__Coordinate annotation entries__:
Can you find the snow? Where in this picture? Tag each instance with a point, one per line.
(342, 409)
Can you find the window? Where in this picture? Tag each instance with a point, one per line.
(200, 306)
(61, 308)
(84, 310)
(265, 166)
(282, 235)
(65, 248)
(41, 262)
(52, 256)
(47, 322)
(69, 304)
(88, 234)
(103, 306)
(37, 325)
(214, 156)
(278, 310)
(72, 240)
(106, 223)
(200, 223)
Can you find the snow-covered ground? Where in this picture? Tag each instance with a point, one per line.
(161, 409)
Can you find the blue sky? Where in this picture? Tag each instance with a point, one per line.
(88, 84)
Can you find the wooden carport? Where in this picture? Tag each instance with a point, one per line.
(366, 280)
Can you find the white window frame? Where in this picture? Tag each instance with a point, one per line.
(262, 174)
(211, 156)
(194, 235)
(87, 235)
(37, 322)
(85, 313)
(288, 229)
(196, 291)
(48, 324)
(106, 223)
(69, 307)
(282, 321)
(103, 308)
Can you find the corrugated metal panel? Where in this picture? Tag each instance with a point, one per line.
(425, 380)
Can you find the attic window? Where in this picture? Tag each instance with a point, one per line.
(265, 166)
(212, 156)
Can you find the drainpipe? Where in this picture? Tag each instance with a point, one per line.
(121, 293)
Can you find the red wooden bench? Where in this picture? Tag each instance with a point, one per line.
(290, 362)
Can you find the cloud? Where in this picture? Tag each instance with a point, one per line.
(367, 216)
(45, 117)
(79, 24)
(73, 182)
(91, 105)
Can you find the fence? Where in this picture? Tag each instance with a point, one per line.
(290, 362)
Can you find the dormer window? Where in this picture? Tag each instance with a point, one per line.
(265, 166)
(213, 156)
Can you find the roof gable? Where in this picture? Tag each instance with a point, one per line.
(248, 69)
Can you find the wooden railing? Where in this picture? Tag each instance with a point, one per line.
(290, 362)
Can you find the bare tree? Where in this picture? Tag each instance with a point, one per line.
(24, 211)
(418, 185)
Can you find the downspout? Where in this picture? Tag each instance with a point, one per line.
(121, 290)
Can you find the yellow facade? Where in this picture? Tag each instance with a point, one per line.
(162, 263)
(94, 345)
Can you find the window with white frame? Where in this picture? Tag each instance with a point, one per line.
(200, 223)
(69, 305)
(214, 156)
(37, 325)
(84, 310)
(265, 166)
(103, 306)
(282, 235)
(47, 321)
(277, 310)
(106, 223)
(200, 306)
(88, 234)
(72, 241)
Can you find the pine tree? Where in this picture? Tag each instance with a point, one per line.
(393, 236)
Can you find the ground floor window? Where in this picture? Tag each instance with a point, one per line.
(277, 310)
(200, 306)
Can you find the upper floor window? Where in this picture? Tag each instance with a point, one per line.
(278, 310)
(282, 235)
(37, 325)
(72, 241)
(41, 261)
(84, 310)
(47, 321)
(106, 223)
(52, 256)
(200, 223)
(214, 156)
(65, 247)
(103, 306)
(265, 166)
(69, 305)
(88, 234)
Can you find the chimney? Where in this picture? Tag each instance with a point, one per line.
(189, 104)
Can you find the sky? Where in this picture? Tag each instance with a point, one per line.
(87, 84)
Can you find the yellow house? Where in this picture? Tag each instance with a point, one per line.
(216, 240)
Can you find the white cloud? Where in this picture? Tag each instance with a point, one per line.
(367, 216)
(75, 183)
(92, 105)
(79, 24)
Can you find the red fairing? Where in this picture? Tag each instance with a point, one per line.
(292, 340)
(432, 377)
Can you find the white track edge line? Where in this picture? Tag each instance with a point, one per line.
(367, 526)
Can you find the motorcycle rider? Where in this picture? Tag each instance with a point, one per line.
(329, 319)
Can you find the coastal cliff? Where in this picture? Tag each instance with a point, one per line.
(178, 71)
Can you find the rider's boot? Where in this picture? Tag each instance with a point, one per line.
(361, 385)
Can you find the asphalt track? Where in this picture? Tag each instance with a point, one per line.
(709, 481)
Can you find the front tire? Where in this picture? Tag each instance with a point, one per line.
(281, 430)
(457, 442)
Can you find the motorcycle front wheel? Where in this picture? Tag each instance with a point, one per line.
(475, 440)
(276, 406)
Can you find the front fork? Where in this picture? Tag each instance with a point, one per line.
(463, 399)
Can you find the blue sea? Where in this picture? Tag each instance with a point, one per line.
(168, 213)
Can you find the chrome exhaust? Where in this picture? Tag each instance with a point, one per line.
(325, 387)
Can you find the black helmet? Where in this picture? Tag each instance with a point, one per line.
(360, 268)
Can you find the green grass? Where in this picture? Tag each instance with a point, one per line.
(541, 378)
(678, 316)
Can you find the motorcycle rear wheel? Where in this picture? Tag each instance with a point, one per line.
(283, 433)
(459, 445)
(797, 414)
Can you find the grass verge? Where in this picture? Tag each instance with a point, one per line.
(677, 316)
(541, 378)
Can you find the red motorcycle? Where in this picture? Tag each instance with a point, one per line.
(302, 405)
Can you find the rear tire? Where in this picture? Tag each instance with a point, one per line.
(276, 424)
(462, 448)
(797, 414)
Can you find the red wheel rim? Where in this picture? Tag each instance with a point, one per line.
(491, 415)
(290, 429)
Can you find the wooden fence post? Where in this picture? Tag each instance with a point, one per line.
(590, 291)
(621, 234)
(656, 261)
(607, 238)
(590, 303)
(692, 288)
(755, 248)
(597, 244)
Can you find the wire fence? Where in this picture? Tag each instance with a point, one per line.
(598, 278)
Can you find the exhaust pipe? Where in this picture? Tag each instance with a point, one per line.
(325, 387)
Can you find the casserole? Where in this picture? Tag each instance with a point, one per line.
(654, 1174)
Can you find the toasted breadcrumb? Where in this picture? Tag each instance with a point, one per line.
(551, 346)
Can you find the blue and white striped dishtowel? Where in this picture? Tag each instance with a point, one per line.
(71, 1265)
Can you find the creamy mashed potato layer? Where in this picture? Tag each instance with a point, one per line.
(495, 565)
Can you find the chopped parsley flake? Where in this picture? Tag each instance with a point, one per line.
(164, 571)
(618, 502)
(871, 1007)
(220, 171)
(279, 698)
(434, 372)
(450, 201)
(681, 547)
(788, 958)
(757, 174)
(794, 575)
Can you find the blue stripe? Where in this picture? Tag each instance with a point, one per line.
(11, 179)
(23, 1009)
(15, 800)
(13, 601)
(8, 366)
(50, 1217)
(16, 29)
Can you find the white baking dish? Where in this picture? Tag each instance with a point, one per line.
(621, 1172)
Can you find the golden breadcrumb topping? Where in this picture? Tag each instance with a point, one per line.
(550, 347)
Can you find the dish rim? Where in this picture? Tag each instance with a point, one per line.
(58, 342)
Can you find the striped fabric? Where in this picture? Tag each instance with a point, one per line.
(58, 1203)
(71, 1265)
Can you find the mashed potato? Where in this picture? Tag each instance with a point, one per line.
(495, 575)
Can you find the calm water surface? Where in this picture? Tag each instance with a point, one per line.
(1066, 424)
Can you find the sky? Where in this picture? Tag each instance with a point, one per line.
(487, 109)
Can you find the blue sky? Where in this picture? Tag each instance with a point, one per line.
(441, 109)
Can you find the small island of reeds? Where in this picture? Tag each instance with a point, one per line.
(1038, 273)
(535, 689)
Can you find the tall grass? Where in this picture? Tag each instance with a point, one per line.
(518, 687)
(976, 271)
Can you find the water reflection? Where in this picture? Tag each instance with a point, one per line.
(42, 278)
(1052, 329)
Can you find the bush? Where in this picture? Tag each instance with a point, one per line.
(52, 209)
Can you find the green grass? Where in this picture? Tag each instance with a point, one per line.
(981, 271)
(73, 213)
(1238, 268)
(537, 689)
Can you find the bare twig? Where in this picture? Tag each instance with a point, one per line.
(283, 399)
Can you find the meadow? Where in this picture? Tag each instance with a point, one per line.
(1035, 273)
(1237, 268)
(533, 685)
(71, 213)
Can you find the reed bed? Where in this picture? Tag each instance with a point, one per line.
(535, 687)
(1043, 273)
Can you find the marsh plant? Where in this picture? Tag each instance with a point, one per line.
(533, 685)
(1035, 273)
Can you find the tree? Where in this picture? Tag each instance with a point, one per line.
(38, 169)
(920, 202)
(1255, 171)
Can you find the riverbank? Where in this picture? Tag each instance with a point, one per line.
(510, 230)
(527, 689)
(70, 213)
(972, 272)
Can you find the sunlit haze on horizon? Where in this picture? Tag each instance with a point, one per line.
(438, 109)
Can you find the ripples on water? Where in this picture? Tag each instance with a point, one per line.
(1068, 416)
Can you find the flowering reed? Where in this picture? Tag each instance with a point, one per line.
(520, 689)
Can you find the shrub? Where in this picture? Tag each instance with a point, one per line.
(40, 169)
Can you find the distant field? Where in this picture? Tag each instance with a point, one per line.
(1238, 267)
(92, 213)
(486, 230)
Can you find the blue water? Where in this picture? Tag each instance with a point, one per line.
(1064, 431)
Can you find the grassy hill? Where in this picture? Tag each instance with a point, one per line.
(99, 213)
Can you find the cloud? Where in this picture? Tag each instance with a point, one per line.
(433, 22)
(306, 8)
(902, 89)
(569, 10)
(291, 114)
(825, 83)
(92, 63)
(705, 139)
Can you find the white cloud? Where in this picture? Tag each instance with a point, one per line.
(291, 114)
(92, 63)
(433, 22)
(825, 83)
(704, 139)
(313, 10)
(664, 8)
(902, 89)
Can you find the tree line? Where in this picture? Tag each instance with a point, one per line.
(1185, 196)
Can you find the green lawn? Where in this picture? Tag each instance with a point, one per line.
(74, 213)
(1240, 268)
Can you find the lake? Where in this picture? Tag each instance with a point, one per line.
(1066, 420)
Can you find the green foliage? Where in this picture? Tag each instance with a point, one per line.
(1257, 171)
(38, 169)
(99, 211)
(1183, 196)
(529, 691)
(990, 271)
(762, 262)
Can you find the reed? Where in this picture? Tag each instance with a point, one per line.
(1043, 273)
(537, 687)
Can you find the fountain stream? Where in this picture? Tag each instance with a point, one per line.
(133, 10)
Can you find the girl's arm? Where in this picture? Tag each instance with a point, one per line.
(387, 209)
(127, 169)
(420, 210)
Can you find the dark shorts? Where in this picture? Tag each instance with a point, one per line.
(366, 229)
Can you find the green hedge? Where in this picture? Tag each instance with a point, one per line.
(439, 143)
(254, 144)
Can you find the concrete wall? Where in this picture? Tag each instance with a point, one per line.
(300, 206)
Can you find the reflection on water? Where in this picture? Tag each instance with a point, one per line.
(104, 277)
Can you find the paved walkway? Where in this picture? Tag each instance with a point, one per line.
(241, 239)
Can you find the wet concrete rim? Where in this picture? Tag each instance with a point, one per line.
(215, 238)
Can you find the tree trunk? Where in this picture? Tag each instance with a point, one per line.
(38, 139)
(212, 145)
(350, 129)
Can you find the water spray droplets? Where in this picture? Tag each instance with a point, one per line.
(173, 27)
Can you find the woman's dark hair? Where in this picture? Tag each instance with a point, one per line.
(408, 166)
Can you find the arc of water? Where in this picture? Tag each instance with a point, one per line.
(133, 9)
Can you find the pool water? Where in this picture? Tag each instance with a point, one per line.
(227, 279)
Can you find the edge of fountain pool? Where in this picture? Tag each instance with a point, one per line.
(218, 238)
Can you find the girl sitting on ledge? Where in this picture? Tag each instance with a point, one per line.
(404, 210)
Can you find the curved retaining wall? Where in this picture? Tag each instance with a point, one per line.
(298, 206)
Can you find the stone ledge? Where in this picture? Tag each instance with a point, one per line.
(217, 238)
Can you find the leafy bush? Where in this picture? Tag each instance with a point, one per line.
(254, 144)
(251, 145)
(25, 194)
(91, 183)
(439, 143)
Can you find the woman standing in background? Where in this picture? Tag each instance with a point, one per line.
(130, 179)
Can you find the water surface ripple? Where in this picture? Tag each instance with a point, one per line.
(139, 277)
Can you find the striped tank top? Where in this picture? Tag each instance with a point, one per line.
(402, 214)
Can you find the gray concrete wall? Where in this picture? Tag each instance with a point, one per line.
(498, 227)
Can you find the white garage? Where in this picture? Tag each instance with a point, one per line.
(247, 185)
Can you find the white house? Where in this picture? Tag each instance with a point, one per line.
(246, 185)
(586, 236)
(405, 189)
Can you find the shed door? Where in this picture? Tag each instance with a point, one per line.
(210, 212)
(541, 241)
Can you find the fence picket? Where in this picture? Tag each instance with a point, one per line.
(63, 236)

__EXERCISE TASK__: Reproduce the listing above exactly from the line containing "Can you find the gray" through its last line, with both of those lines included.

__RESULT OF THIS TASK__:
Can you find the gray concrete wall? Where in this picture? Tag each instance with a point, one per line.
(498, 227)
Can you find the white garage? Where in this picture? Tag each instance with a point, one per line.
(247, 185)
Can you find the white house? Where in this picture? Tag each instance with a point, one per line.
(246, 185)
(586, 236)
(405, 189)
Can you find the shed door? Where in this picture? Tag each instance with a point, one per line.
(210, 212)
(541, 241)
Can you find the fence picket? Where in this picture? Tag each instance with a point, one per line.
(63, 236)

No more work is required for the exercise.